_Work request_
All lines with the word "instance" are to be found and copied from the listing.

***

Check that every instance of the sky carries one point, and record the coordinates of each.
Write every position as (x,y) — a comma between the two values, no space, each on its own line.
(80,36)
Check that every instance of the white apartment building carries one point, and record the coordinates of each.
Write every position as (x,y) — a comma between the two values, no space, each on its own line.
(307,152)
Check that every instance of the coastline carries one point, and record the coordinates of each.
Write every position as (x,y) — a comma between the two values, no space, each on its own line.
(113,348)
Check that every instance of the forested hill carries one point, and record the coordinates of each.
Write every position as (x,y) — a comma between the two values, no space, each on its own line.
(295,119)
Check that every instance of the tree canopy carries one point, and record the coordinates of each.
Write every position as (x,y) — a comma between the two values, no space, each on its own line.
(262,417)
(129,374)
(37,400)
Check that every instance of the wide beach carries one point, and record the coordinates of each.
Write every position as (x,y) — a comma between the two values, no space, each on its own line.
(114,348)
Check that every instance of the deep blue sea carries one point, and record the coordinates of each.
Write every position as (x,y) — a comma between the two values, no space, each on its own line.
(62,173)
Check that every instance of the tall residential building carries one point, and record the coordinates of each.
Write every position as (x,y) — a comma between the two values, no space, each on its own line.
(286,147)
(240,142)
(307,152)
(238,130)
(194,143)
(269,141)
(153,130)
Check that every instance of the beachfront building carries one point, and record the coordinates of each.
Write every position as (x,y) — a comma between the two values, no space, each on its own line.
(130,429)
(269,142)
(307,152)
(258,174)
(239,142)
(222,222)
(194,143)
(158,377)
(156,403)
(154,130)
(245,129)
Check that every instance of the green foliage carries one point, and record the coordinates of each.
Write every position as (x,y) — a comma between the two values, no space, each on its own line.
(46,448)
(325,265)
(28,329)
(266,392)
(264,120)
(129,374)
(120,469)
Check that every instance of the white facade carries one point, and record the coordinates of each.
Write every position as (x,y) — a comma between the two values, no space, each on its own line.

***

_Solved exercise_
Check that every instance of the sky carries one point, and record the coordinates of each.
Check that every instance of the white apartment building carries one point, and record the coordinates of each.
Check that every instance of the coastline carries one point, and record the coordinates of each.
Check that every instance of the forested hill carries one point, and record the coordinates of each.
Check that every instance of the tree canopy carries one point, and record the coordinates of each.
Check that every instance of the wide beach carries one point, and record the coordinates of each.
Check that every instance of the deep blue sea carries one point, and record the coordinates of each.
Check that every instance of the tall residential building carries one point, and record the coordinates of each.
Check that every instance of the beachfront building carries one point, and record the coordinates of each.
Check that every instance of the green foliage carries one point, and record the coordinates of each.
Check that every instance of the white facade carries one point, and record the coordinates of each.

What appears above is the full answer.